» **AIM OF THE TASK**: Print each line exactly, beginning with the one where "Locate the jetty." appears and ending at the last line below.

:::

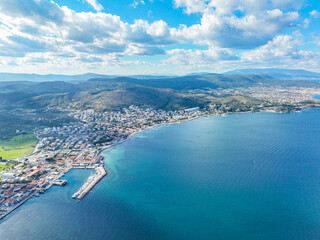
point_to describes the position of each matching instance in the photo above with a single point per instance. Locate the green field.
(4, 166)
(17, 146)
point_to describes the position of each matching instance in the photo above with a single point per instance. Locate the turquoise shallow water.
(245, 176)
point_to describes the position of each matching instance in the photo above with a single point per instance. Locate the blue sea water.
(244, 176)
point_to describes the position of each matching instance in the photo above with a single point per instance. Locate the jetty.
(59, 182)
(90, 183)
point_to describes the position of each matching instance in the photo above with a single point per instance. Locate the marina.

:::

» **TASK RESPONSE**:
point_to describes the position of each matching instance in the photo above with a single point per instance. Locate the jetty.
(59, 182)
(90, 183)
point_to describes the position of each matching instance in the photo above with a single point per instance. Locate the marina.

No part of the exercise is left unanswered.